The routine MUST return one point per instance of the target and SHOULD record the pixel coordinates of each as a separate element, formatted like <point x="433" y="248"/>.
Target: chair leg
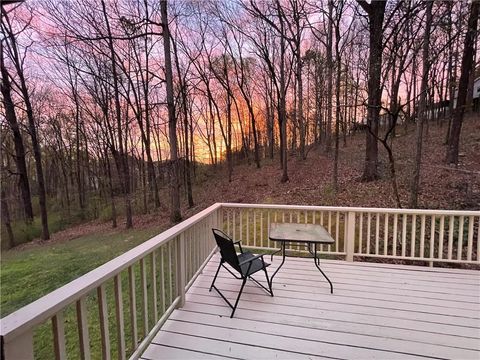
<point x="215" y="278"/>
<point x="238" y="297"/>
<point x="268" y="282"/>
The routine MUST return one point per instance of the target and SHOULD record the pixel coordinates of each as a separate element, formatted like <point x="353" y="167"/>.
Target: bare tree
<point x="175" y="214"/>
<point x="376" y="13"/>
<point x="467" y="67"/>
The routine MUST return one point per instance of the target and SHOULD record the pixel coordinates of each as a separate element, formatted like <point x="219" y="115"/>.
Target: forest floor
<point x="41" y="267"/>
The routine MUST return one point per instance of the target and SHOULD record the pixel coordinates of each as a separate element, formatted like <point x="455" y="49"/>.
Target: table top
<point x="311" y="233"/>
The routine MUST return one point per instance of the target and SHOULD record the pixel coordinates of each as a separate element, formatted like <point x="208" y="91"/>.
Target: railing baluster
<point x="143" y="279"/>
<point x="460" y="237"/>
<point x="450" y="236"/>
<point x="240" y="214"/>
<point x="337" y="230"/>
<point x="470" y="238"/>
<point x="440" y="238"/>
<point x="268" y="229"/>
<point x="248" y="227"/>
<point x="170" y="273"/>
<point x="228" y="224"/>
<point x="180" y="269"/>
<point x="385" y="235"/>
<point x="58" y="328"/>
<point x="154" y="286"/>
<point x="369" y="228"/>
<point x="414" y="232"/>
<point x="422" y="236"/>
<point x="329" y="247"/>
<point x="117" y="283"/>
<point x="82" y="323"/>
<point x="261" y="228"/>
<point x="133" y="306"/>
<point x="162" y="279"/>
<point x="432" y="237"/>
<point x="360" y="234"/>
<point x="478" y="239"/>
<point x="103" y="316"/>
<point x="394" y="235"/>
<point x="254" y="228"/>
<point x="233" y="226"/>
◆ ◆ ◆ ◆ ◆ ◆ ◆
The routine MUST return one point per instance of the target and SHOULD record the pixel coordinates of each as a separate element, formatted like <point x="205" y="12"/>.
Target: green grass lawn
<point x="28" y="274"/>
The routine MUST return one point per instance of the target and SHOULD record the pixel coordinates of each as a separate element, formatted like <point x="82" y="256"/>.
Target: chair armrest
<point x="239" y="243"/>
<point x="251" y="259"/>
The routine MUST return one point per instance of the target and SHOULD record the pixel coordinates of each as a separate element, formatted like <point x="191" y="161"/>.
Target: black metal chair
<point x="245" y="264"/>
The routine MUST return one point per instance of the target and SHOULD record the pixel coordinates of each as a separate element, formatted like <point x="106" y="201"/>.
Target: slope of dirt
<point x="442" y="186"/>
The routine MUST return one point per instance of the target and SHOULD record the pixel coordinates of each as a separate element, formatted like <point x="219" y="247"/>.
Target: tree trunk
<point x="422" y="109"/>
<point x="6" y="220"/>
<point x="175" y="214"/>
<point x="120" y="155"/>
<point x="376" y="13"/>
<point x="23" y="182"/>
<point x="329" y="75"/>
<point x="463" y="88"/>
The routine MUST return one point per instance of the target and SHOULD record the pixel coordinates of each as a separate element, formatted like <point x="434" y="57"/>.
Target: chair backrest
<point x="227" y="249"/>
◆ ◆ ◆ ◆ ◆ ◆ ◆
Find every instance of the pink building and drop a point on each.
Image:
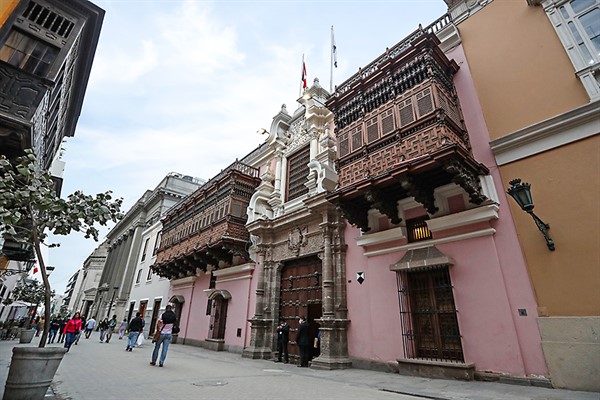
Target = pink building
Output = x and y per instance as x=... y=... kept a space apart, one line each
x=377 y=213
◆ ◆ ◆ ◆ ◆ ◆ ◆
WHAT THIS TASK INVOLVES —
Please determine how many lines of the records above include the word "building", replying with a number alone.

ANSWER TO THIS EXERCISE —
2